* [Problem to work on] The response must contain all of the entries, each one repeated exactly.

* [Source material]

──────────

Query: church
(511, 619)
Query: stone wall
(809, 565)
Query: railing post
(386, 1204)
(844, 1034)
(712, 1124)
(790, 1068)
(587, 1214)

──────────

* [Written answer]
Query: church
(511, 619)
Query: stone wall
(809, 565)
Query: railing post
(386, 1204)
(844, 1034)
(712, 1124)
(790, 1068)
(587, 1214)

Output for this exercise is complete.